▶ _Challenge_
Return the data verbatim, starting at the line that contains "of the calm" and ending at the line that contains "x=466 y=697", both lines included.

▶ _Stored data_
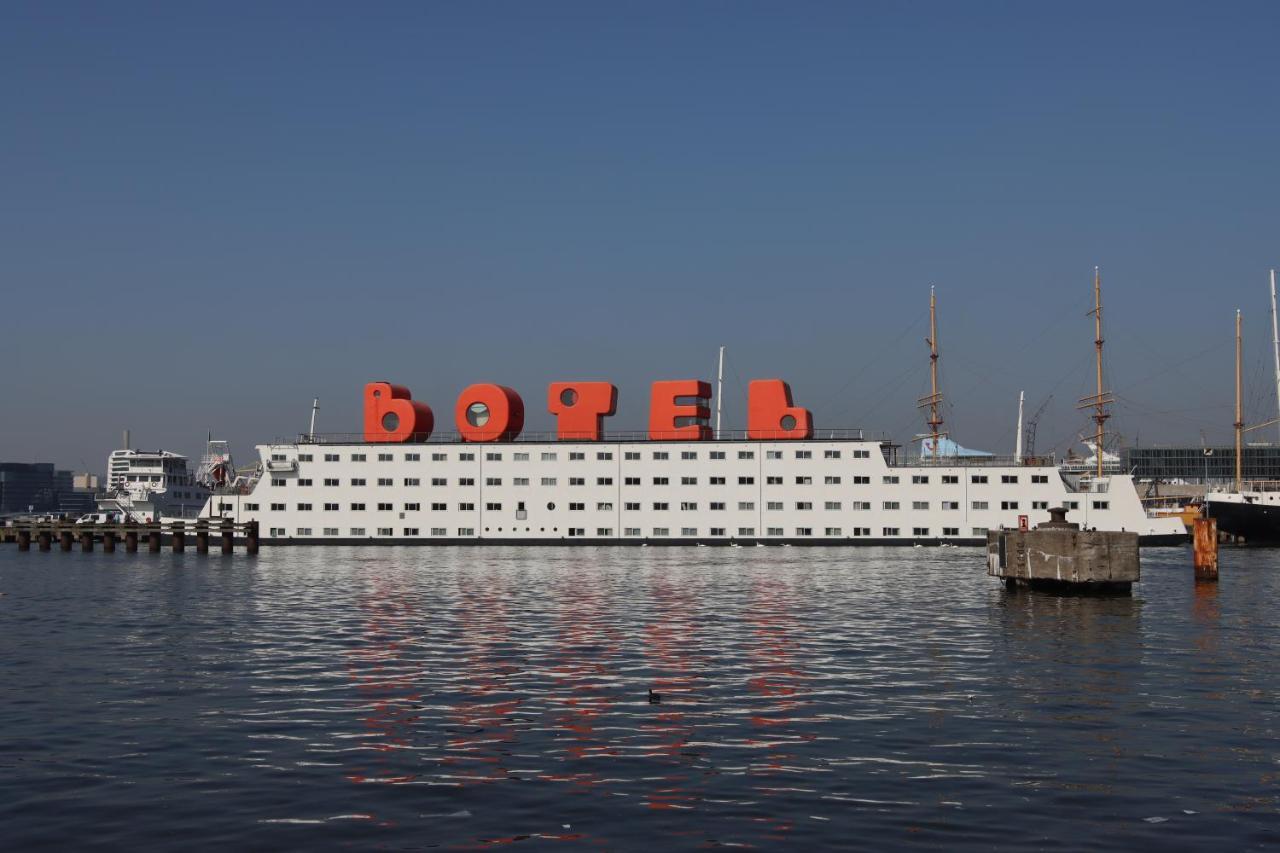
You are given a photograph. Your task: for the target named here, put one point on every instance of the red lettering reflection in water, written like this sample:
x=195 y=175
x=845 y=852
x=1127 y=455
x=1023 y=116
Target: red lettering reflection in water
x=387 y=684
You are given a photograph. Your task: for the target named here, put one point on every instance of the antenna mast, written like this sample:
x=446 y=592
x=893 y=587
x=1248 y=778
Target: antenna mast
x=935 y=397
x=720 y=388
x=1275 y=337
x=1101 y=398
x=1239 y=405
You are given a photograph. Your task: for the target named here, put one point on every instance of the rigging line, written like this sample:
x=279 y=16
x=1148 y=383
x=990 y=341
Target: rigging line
x=868 y=365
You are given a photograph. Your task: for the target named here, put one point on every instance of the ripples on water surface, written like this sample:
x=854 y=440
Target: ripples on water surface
x=415 y=697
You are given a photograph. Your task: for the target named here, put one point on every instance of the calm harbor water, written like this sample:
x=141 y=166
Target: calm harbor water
x=466 y=697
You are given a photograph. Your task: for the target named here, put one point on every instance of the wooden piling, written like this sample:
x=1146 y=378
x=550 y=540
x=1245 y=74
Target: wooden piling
x=1205 y=537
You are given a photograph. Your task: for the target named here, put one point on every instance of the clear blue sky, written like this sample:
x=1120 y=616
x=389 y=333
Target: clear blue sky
x=215 y=211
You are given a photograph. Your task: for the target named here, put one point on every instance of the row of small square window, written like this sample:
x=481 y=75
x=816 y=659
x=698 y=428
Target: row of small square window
x=685 y=506
x=635 y=480
x=636 y=532
x=551 y=456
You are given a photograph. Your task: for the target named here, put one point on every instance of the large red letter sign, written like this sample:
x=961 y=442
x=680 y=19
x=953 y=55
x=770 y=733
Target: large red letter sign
x=392 y=416
x=580 y=409
x=769 y=413
x=488 y=413
x=673 y=420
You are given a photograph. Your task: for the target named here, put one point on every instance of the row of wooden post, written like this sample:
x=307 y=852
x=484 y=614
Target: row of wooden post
x=177 y=538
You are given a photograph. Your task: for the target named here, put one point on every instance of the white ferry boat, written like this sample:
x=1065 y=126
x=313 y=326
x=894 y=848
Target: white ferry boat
x=780 y=482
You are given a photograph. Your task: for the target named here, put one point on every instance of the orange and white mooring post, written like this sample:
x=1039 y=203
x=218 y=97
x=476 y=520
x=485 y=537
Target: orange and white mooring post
x=1205 y=542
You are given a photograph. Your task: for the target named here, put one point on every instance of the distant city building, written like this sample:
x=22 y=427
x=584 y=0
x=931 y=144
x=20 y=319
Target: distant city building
x=39 y=487
x=1200 y=464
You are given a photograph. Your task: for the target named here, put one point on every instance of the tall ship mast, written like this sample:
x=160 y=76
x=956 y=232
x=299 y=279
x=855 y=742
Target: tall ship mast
x=1101 y=398
x=935 y=400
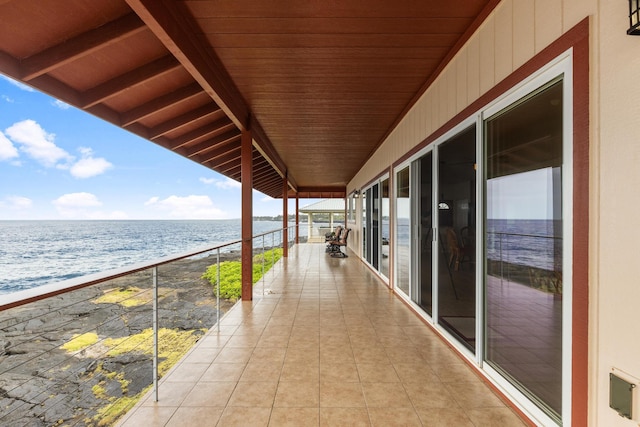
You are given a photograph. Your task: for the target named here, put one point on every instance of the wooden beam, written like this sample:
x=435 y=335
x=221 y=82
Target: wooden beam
x=221 y=125
x=247 y=215
x=125 y=81
x=182 y=120
x=210 y=149
x=81 y=45
x=174 y=26
x=160 y=104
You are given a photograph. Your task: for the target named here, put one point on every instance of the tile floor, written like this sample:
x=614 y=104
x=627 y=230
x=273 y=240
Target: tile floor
x=324 y=343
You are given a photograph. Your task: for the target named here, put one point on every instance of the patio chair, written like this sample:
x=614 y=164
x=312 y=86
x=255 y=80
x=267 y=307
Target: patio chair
x=335 y=245
x=334 y=235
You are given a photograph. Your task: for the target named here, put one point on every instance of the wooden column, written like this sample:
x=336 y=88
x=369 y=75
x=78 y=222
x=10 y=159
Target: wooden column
x=246 y=170
x=285 y=216
x=297 y=219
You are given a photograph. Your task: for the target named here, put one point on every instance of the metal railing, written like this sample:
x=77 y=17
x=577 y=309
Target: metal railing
x=83 y=351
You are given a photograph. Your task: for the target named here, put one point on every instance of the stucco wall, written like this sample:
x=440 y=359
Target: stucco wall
x=615 y=254
x=515 y=32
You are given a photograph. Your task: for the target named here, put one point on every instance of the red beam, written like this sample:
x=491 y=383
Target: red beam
x=247 y=215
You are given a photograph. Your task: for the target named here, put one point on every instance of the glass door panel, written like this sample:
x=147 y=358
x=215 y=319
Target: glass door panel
x=403 y=231
x=365 y=207
x=456 y=236
x=523 y=244
x=374 y=241
x=423 y=177
x=384 y=228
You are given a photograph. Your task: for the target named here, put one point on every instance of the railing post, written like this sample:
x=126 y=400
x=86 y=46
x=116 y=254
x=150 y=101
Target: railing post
x=218 y=292
x=155 y=332
x=501 y=262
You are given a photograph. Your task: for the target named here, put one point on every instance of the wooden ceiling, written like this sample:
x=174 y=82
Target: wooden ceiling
x=320 y=83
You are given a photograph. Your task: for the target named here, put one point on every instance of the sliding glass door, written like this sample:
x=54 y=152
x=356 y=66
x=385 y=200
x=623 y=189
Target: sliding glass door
x=524 y=245
x=376 y=226
x=457 y=236
x=492 y=269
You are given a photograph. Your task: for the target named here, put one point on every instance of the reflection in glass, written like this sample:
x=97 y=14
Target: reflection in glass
x=374 y=241
x=523 y=243
x=403 y=230
x=424 y=270
x=365 y=207
x=456 y=236
x=384 y=229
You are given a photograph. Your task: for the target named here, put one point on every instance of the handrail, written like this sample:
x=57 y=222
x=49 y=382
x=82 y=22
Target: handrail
x=27 y=296
x=502 y=233
x=62 y=316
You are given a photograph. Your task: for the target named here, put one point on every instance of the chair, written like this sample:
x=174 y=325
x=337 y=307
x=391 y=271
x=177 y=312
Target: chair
x=334 y=235
x=335 y=245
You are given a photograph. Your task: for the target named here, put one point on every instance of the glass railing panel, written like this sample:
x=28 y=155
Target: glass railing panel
x=86 y=356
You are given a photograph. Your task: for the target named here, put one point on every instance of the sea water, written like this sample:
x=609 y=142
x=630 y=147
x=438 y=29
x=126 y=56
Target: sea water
x=35 y=253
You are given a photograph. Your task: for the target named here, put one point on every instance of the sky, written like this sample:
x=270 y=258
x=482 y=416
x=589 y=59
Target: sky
x=58 y=162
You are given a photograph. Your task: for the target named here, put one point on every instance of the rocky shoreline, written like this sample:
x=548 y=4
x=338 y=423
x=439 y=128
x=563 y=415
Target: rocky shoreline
x=82 y=358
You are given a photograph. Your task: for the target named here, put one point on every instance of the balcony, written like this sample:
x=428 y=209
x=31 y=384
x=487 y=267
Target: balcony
x=324 y=342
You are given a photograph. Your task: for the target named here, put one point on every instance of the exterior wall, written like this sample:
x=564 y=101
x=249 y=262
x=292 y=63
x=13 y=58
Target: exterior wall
x=614 y=259
x=515 y=32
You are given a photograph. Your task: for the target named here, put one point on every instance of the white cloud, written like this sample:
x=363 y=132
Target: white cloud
x=61 y=105
x=18 y=84
x=77 y=200
x=89 y=166
x=152 y=200
x=7 y=149
x=107 y=215
x=37 y=143
x=18 y=202
x=207 y=180
x=77 y=205
x=189 y=207
x=228 y=184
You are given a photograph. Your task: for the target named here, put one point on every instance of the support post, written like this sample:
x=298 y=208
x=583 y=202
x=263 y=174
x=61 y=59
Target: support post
x=246 y=170
x=297 y=219
x=285 y=216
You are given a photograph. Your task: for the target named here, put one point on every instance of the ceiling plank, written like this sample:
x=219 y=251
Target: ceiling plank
x=123 y=82
x=79 y=46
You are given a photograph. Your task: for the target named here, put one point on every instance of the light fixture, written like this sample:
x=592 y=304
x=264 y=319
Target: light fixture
x=634 y=18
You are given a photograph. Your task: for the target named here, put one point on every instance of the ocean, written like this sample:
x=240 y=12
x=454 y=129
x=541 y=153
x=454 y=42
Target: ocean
x=36 y=253
x=528 y=242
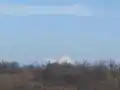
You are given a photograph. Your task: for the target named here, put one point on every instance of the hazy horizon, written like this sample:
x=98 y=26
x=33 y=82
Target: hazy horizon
x=93 y=35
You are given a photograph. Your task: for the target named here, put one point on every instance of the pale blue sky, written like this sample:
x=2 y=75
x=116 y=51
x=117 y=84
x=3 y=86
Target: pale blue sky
x=26 y=38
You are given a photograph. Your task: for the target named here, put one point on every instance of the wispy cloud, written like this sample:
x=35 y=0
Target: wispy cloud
x=25 y=10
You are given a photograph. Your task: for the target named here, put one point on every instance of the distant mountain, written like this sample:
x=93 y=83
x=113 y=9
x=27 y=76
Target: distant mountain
x=65 y=59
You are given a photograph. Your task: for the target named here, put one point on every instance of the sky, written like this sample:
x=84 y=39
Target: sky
x=81 y=29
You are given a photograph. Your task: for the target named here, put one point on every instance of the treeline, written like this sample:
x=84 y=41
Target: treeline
x=82 y=76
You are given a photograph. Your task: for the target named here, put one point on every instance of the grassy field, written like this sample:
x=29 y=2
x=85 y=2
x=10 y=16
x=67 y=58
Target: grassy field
x=62 y=77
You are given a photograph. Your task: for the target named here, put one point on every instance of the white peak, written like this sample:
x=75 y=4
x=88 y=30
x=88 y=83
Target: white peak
x=65 y=59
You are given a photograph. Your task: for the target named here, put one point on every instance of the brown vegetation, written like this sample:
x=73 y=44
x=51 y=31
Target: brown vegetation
x=60 y=77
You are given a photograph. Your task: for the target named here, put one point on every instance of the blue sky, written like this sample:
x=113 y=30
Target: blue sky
x=32 y=37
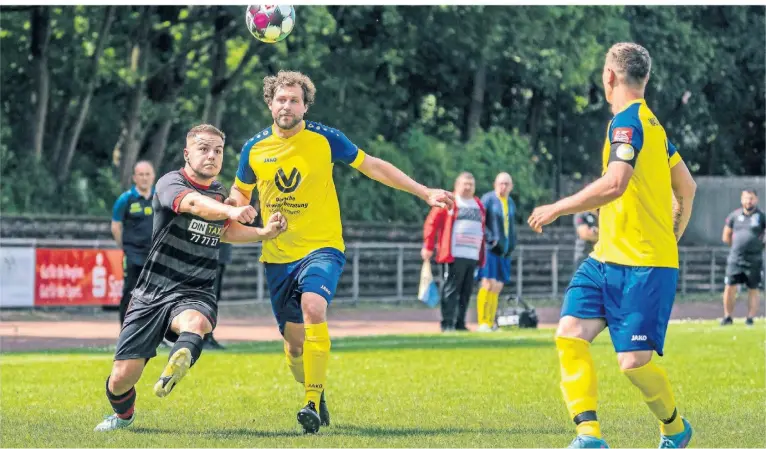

▶ _Task response_
You are given a photograph. Your task: for the target named here, put one point on every instance of the calm harbor water, written like this sample:
x=141 y=166
Target: calm harbor water
x=466 y=697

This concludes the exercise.